- _Texto para leitura_

No entanto, os puristas apontam para um fato gritante: apenas 1,1% de suas vendas de carros no varejo foram elétricos a bateria.
Essa grande desconexão decorre da decisão da Toyota de rotular até mesmo os veículos elétricos movidos a gasolina como “movidos a eletricidade”.
Isso pode ser confuso, mas não é totalmente falso. Os carros híbridos usam um motor de combustão para gerar eletricidade, que então alimenta os motores. Os híbridos plug-in dividem a diferença, oferecendo a possibilidade de se mover a gasolina e a energia da rede elétrica.
A Toyota argumenta que, ao vender milhões de híbridos até o momento, que foram mais rapidamente adotados pelos consumidores do que os veículos elétricos, ela fez tanto quanto qualquer outra empresa para reduzir o dióxido de carbono.

- _Dados fornecidos_

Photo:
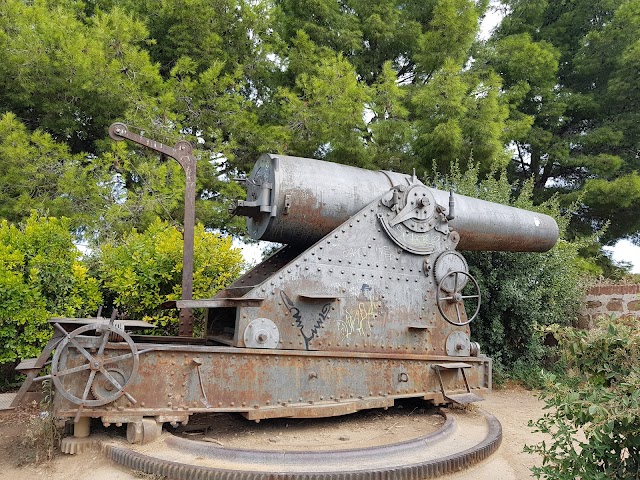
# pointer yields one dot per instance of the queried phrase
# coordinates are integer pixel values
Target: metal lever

- _Problema curto 1_
Imprima o trecho do texto sobre a Toyota que vai de "A Toyota argumenta" até "dióxido de carbono.", inclusive.
- _Problema curto 2_
Dê continuidade ao texto sobre os veículos eletrificados da Toyota a partir do ponto em que ele termina.

- _Resposta 1_
A Toyota argumenta que, ao vender milhões de híbridos até o momento, que foram mais rapidamente adotados pelos consumidores do que os veículos elétricos, ela fez tanto quanto qualquer outra empresa para reduzir o dióxido de carbono.

- _Resposta 2_
“Algumas pessoas criticam os híbridos porque eles têm motores, mas a redução das emissões de CO2 causada por esses híbridos equivale a 3 milhões de veículos elétricos a bateria”, disse o presidente Akio Toyoda em um podcast da empresa publicado em abril.
Considerando que o Japão, em particular, obtém a maior parte de sua eletricidade de combustíveis fósseis, Toyoda argumenta que uma mudança direta para o carregamento elétrico não é necessariamente mais sustentável.
É um argumento válido, embora não agrade aos puristas dos veículos elétricos.
No entanto, o motivo da Toyota para promover os híbridos em detrimento dos modelos puramente elétricos pode estar menos relacionado aos motores a combustão que ainda povoam o planeta e mais relacionado aos fundamentos das forças de mercado.
Apesar de todo o entusiasmo em relação aos veículos elétricos, principalmente na China, a maioria dos consumidores em todo o mundo não está pronta para fazer a mudança.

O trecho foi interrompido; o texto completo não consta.